- [Activity]:
When a line below contains the word "head", copy that line.

Point localization data:
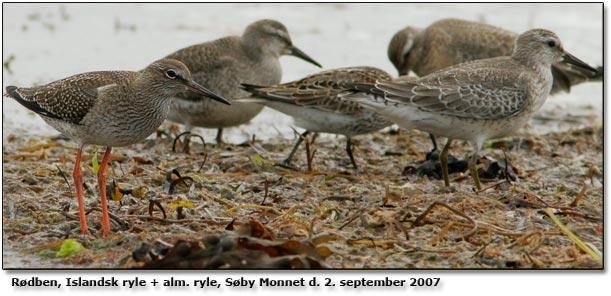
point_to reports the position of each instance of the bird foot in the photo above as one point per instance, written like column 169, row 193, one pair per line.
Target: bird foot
column 187, row 143
column 287, row 165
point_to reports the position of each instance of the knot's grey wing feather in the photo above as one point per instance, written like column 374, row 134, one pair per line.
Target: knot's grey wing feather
column 480, row 94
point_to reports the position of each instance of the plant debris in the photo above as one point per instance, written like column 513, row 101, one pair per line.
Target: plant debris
column 231, row 207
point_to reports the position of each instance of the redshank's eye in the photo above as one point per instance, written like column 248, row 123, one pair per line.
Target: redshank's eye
column 170, row 74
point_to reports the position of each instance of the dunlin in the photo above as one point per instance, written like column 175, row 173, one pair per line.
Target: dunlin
column 477, row 100
column 223, row 64
column 315, row 103
column 450, row 42
column 109, row 108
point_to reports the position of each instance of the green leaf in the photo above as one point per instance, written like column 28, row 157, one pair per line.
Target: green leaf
column 68, row 248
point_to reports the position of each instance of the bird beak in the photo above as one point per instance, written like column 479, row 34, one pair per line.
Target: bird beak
column 196, row 88
column 294, row 51
column 571, row 59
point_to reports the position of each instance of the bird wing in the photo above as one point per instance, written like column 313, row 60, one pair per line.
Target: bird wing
column 324, row 90
column 483, row 93
column 566, row 75
column 69, row 99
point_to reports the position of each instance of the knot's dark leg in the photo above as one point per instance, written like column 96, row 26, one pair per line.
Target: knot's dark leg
column 219, row 137
column 187, row 144
column 287, row 161
column 349, row 151
column 443, row 158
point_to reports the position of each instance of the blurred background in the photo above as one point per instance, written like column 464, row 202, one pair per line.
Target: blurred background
column 44, row 42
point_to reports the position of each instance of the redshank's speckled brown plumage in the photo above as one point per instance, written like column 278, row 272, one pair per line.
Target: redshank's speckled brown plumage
column 450, row 42
column 315, row 103
column 223, row 64
column 108, row 108
column 477, row 100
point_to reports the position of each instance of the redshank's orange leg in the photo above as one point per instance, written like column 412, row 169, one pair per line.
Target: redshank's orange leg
column 102, row 187
column 78, row 182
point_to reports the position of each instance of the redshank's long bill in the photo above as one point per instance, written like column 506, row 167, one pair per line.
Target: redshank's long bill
column 109, row 108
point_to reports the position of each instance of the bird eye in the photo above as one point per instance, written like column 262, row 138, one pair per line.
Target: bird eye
column 170, row 74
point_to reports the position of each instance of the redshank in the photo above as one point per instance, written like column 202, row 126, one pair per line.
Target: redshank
column 109, row 108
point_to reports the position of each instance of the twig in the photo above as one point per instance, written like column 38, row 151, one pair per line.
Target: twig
column 465, row 235
column 266, row 184
column 572, row 236
column 580, row 195
column 356, row 215
column 203, row 162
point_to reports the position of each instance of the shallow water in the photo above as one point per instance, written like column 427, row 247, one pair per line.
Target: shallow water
column 44, row 42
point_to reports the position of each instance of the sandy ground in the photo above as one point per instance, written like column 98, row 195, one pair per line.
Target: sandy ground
column 368, row 218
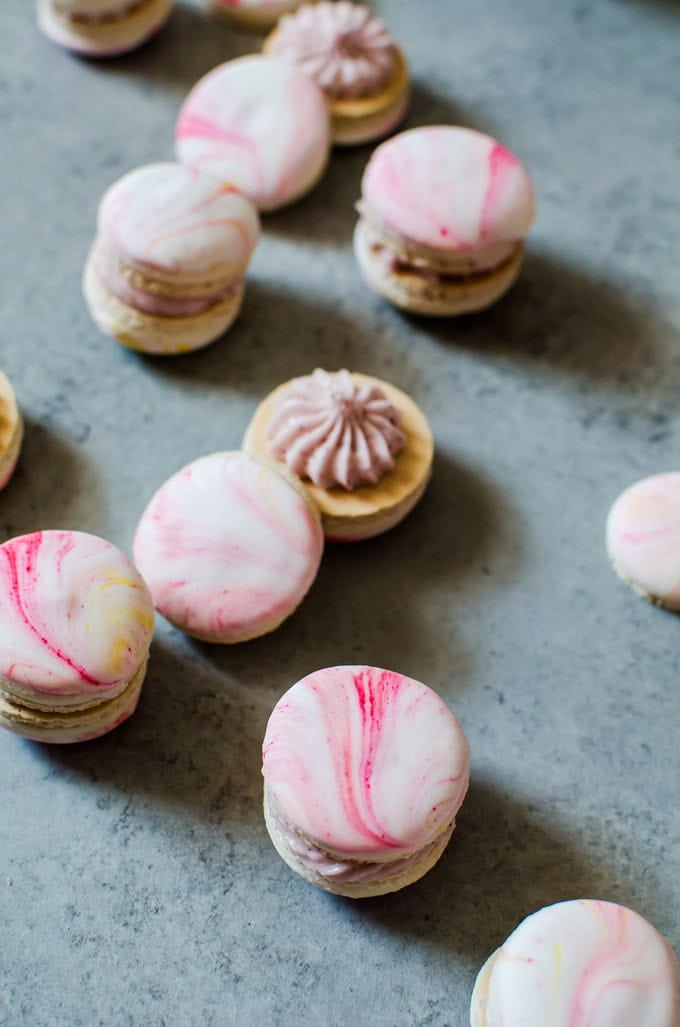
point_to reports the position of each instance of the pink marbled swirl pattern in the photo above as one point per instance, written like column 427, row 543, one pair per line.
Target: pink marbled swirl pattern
column 75, row 616
column 366, row 762
column 258, row 124
column 229, row 547
column 177, row 219
column 448, row 188
column 643, row 536
column 580, row 963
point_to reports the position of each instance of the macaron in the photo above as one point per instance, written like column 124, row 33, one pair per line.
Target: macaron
column 579, row 962
column 260, row 125
column 443, row 216
column 256, row 14
column 643, row 538
column 229, row 546
column 362, row 447
column 354, row 61
column 165, row 273
column 365, row 770
column 102, row 28
column 11, row 430
column 76, row 621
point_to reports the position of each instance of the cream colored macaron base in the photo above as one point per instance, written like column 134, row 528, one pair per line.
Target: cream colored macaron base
column 256, row 18
column 361, row 120
column 104, row 38
column 70, row 725
column 416, row 293
column 11, row 430
column 149, row 334
column 370, row 509
column 357, row 889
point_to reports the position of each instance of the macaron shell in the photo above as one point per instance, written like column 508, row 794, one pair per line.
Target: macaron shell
column 104, row 39
column 448, row 188
column 229, row 546
column 75, row 616
column 643, row 538
column 366, row 762
column 259, row 125
column 367, row 510
column 586, row 962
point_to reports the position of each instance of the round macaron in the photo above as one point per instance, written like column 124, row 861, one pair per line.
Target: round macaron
column 365, row 770
column 643, row 538
column 259, row 124
column 102, row 28
column 165, row 273
column 229, row 546
column 354, row 61
column 361, row 446
column 579, row 962
column 257, row 14
column 76, row 621
column 443, row 217
column 11, row 430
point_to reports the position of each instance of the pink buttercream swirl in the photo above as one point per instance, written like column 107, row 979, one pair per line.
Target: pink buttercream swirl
column 332, row 431
column 341, row 45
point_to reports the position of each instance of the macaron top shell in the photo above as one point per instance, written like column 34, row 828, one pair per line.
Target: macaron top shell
column 229, row 546
column 448, row 188
column 643, row 536
column 581, row 963
column 75, row 615
column 260, row 125
column 366, row 762
column 178, row 219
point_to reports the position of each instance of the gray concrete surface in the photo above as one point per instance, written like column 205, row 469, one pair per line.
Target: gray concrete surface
column 137, row 881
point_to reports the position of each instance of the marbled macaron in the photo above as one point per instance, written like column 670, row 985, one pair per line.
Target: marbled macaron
column 229, row 546
column 102, row 28
column 76, row 621
column 443, row 216
column 643, row 538
column 365, row 770
column 11, row 430
column 165, row 273
column 579, row 963
column 260, row 125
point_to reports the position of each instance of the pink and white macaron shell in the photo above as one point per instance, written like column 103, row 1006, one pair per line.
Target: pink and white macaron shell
column 365, row 762
column 580, row 963
column 260, row 125
column 229, row 547
column 448, row 188
column 643, row 537
column 76, row 619
column 177, row 219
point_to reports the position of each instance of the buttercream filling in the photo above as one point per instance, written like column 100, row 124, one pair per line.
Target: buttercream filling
column 349, row 871
column 105, row 17
column 153, row 300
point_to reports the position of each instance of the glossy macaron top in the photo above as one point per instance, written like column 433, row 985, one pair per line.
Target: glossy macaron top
column 448, row 188
column 75, row 615
column 229, row 546
column 178, row 219
column 643, row 536
column 580, row 963
column 260, row 125
column 365, row 762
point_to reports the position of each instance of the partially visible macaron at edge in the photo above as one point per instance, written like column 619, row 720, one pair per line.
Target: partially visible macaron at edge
column 166, row 271
column 354, row 61
column 443, row 217
column 76, row 622
column 365, row 770
column 329, row 425
column 102, row 28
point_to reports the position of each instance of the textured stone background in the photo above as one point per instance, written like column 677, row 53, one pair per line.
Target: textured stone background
column 137, row 881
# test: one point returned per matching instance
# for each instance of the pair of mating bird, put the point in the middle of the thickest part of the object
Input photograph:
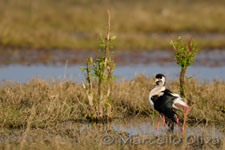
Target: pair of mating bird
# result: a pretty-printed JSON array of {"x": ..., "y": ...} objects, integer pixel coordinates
[{"x": 164, "y": 101}]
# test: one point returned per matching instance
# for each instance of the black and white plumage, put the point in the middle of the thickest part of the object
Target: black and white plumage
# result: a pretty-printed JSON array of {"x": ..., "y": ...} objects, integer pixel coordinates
[{"x": 164, "y": 101}]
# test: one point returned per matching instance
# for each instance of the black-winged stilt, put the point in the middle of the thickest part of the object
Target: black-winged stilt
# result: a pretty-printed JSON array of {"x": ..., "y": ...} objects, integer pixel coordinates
[{"x": 164, "y": 101}]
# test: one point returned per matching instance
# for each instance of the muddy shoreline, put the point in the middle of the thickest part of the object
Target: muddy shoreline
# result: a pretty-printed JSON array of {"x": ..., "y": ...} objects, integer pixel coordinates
[{"x": 57, "y": 57}]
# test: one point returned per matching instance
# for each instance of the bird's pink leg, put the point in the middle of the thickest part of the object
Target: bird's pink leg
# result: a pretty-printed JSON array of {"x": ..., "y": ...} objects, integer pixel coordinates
[
  {"x": 164, "y": 122},
  {"x": 177, "y": 122},
  {"x": 185, "y": 117},
  {"x": 158, "y": 124}
]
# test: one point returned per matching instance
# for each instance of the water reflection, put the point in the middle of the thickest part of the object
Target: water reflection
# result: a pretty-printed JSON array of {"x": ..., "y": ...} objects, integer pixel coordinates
[{"x": 22, "y": 73}]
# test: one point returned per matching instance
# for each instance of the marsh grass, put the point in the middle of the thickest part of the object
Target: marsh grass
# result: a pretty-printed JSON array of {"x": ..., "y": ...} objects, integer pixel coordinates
[
  {"x": 74, "y": 24},
  {"x": 56, "y": 101},
  {"x": 51, "y": 114},
  {"x": 72, "y": 136}
]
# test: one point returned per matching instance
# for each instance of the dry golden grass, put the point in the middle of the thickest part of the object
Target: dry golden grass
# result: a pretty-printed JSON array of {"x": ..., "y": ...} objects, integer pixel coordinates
[
  {"x": 41, "y": 114},
  {"x": 76, "y": 24},
  {"x": 58, "y": 101}
]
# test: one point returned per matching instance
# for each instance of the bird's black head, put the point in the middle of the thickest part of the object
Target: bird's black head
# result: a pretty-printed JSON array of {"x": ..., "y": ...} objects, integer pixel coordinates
[{"x": 160, "y": 78}]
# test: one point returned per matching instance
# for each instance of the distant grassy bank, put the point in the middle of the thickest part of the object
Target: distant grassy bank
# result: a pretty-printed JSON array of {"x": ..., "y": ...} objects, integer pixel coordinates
[
  {"x": 139, "y": 24},
  {"x": 50, "y": 103}
]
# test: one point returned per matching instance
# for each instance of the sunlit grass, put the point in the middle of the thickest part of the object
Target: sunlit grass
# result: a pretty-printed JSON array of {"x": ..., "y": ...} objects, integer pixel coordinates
[{"x": 74, "y": 24}]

- [Reply]:
# for each instance of the bird's black head, put the point in the middle of the thickest part of the object
Target: bird's black head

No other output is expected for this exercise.